▶ Goal: Pick out each line of the rows below that contains the string "crane", and copy those lines.

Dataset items
● ● ● ● ● ● ●
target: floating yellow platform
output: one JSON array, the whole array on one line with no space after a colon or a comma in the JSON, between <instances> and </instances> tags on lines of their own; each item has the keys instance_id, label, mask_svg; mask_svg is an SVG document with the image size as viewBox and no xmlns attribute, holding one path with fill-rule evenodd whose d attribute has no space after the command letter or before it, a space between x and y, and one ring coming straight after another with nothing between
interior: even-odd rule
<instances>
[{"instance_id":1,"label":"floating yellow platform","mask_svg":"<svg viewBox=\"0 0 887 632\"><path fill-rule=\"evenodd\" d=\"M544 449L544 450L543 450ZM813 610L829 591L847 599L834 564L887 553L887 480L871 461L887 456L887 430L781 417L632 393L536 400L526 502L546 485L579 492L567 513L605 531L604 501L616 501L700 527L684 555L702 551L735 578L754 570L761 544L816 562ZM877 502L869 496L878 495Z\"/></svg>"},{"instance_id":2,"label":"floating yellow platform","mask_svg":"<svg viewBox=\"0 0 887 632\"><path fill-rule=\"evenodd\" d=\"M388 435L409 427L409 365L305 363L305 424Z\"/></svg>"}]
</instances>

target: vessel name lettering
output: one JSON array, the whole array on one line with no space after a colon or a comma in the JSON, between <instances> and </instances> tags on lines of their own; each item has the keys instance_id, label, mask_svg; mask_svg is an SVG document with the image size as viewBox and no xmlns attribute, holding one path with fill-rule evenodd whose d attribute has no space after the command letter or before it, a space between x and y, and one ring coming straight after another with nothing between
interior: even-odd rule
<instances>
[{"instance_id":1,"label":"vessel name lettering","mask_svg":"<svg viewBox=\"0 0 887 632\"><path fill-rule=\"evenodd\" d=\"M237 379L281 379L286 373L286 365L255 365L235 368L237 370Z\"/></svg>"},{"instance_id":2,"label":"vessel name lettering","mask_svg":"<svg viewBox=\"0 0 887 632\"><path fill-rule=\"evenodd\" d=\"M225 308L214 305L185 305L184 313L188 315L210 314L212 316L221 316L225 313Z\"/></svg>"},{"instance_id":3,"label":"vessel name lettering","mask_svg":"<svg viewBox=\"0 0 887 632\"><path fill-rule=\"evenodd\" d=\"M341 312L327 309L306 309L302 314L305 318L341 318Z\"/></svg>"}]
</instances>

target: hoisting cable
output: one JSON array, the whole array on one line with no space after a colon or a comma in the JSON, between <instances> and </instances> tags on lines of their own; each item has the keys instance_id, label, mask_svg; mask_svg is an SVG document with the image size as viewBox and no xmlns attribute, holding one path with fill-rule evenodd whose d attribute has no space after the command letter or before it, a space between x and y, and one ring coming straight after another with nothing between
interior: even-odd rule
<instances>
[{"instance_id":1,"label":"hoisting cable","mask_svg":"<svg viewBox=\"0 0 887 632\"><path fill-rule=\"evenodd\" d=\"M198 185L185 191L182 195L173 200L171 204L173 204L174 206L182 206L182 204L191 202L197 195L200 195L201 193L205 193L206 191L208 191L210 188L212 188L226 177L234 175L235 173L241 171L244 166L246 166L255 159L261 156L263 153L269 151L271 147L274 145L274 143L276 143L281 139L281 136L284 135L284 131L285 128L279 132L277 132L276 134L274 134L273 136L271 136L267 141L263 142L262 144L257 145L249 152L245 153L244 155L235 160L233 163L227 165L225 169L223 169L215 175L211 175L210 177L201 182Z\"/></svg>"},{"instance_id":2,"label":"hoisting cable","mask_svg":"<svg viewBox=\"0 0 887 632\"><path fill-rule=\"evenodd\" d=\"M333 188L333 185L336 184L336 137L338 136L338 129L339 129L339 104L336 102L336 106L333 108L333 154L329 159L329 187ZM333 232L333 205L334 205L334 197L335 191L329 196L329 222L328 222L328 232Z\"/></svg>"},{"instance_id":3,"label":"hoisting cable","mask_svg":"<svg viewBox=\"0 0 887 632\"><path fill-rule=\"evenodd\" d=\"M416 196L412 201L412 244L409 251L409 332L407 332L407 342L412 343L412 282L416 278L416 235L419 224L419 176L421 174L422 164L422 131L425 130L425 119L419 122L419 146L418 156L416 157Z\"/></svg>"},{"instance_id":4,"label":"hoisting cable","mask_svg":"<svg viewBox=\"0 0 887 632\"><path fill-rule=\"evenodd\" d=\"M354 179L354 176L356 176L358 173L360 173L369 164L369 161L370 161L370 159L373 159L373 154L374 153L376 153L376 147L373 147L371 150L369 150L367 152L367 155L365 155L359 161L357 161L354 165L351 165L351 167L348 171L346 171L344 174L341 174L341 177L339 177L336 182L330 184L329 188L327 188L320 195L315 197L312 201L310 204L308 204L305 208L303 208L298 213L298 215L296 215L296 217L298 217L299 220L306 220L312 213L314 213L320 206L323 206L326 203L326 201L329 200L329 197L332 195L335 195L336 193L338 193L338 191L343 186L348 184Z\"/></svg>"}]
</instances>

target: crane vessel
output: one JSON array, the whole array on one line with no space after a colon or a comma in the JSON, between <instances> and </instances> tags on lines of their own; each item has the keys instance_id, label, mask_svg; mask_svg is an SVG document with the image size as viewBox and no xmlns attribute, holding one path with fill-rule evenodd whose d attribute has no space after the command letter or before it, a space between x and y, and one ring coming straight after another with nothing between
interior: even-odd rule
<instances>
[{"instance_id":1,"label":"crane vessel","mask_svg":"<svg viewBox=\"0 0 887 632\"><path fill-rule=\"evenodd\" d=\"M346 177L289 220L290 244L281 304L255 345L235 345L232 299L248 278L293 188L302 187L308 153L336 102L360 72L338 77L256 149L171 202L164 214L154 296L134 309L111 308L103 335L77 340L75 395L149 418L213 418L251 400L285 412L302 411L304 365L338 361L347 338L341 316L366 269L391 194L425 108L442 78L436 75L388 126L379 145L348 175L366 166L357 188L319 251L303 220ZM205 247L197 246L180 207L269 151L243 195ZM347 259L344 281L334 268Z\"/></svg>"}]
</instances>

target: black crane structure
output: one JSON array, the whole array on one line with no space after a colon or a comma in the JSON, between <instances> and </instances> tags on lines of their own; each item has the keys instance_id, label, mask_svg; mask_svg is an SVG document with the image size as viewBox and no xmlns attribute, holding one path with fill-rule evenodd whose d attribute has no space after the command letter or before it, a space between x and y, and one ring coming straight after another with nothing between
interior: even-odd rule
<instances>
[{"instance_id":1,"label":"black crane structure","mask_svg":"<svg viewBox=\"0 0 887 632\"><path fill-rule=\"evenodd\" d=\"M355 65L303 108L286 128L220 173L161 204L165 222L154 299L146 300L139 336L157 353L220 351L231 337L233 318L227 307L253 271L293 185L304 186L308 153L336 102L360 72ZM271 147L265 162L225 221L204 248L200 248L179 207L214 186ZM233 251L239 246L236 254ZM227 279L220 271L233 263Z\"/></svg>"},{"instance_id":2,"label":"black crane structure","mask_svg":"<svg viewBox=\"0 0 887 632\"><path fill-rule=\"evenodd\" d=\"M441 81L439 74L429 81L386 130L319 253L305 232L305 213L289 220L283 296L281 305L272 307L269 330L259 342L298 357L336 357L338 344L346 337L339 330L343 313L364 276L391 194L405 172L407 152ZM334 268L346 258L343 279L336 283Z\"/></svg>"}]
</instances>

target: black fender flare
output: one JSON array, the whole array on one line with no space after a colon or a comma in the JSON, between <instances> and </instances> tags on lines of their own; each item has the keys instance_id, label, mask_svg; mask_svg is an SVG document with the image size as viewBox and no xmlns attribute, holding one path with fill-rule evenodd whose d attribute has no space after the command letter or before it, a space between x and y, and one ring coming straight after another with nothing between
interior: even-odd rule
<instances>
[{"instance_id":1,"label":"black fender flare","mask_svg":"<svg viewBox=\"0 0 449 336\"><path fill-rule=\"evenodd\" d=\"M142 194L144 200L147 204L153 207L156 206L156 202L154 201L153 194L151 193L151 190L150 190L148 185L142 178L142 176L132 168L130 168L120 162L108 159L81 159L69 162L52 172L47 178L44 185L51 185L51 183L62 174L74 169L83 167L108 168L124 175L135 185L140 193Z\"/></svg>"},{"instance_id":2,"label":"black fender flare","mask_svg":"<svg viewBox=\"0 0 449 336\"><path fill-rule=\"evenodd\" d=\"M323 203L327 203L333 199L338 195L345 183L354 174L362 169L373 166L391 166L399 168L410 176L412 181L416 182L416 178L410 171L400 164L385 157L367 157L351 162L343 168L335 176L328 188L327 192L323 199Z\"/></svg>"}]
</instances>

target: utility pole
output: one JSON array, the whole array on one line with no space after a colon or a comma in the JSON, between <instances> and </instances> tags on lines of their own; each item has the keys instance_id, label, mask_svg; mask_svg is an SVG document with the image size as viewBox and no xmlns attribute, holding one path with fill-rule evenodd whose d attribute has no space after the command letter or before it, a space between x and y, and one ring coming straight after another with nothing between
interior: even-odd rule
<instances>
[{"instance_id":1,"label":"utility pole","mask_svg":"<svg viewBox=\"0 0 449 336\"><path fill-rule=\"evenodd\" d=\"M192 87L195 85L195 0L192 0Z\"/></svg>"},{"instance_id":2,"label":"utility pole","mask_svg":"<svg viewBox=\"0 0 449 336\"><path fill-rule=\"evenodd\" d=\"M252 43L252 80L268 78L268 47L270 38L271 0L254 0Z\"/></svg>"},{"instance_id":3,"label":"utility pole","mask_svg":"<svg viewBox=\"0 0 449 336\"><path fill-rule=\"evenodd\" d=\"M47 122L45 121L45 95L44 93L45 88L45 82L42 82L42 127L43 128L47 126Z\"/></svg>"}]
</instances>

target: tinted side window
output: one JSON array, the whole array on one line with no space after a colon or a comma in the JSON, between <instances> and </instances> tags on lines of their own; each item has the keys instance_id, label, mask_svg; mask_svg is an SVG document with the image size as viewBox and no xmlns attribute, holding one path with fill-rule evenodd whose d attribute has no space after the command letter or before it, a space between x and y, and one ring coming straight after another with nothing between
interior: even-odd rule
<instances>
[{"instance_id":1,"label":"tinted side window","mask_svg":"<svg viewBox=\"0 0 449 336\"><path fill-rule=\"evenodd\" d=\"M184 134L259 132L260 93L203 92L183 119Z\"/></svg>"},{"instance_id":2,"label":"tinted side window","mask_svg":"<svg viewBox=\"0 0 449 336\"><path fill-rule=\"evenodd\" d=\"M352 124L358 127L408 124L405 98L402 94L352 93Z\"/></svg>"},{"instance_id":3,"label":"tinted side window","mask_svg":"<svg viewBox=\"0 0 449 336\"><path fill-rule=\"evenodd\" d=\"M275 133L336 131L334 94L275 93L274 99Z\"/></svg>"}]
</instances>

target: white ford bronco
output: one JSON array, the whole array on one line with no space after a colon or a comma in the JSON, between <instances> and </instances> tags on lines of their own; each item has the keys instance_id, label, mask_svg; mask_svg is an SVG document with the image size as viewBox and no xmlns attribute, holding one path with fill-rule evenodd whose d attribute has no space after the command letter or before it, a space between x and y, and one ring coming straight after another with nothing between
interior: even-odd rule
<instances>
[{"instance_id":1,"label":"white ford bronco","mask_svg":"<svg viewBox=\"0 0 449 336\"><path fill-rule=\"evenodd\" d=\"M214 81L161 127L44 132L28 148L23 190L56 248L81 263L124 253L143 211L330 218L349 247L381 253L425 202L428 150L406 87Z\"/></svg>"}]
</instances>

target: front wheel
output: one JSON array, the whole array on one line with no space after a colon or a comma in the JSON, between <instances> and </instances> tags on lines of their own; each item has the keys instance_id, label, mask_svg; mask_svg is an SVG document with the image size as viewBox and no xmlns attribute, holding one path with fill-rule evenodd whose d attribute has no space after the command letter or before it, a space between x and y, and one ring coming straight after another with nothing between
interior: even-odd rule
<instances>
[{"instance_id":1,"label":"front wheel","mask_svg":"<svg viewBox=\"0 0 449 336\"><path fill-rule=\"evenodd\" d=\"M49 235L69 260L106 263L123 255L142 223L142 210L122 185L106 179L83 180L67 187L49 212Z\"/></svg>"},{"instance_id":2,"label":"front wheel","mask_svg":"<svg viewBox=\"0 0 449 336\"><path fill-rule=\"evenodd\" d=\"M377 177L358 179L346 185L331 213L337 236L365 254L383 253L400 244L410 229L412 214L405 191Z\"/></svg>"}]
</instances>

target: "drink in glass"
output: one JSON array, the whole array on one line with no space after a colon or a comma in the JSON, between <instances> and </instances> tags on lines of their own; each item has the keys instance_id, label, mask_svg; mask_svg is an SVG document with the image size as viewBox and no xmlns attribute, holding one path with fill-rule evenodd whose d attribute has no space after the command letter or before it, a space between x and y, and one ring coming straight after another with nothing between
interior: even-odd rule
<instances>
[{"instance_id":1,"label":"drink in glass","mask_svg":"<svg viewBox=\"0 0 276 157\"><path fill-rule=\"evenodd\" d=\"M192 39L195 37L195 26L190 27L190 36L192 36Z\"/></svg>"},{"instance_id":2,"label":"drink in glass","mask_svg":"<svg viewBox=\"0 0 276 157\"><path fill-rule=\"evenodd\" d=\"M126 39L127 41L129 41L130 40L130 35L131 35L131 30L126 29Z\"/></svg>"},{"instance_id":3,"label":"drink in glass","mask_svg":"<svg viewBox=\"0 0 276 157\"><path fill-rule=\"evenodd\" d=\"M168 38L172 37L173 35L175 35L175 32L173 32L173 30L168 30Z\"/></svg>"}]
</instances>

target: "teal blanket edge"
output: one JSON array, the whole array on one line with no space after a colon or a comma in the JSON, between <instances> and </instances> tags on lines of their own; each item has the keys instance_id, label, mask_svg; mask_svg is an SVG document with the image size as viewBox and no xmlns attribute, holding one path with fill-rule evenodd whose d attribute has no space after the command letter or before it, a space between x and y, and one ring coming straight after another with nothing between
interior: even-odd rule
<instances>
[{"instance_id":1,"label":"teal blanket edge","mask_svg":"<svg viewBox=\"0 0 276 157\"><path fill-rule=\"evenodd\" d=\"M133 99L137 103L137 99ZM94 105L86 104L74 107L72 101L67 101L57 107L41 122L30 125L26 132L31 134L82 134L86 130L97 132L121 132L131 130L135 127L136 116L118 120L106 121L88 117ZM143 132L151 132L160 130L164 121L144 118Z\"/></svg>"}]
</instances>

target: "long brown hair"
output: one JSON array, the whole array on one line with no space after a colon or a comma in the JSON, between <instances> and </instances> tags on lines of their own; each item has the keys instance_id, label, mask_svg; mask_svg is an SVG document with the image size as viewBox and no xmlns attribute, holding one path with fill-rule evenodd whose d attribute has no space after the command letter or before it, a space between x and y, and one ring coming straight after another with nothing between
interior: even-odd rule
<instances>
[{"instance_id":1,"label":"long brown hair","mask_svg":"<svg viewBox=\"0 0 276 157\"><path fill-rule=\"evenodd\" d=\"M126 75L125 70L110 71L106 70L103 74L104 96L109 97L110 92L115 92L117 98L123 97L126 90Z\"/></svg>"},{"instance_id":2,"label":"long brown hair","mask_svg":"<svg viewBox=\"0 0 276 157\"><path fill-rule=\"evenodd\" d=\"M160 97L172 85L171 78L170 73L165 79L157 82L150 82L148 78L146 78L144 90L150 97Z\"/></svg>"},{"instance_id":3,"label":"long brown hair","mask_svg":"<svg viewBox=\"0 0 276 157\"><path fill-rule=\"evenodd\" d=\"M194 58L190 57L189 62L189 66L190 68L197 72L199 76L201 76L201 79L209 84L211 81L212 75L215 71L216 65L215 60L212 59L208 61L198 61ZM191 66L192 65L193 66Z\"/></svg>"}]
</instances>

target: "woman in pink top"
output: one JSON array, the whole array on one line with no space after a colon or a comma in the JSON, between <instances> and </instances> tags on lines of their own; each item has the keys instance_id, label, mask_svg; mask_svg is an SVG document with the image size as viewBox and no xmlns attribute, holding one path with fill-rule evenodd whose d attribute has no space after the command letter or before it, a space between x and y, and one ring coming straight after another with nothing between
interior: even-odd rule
● ● ● ● ● ● ●
▶ Response to this task:
target: crane vessel
[{"instance_id":1,"label":"crane vessel","mask_svg":"<svg viewBox=\"0 0 887 632\"><path fill-rule=\"evenodd\" d=\"M346 177L289 220L290 244L281 304L255 345L235 345L232 299L248 278L293 188L302 187L308 153L336 102L360 72L338 77L256 149L171 202L164 214L154 296L134 309L111 308L103 335L77 340L75 395L149 418L213 418L251 400L285 412L302 411L304 365L338 361L347 338L341 316L366 269L391 194L425 108L442 78L436 75L388 126L379 145L348 175L366 166L357 188L319 251L303 220ZM205 247L197 246L180 207L269 151L243 195ZM347 259L344 281L334 268Z\"/></svg>"}]
target: black crane structure
[{"instance_id":1,"label":"black crane structure","mask_svg":"<svg viewBox=\"0 0 887 632\"><path fill-rule=\"evenodd\" d=\"M355 65L303 108L286 128L220 173L161 204L165 222L154 299L146 300L139 336L157 353L220 351L231 337L233 318L227 307L253 271L293 185L304 186L308 153L336 102L360 72ZM271 147L265 162L225 221L204 248L200 248L179 207L214 186ZM233 251L239 246L236 254ZM227 279L220 271L233 263Z\"/></svg>"},{"instance_id":2,"label":"black crane structure","mask_svg":"<svg viewBox=\"0 0 887 632\"><path fill-rule=\"evenodd\" d=\"M441 81L439 74L429 81L386 130L319 253L305 232L305 213L289 220L283 296L281 305L272 307L269 330L259 342L298 357L336 357L338 344L346 337L339 330L343 313L364 276L391 194L405 172L407 152ZM334 268L346 258L343 279L336 283Z\"/></svg>"}]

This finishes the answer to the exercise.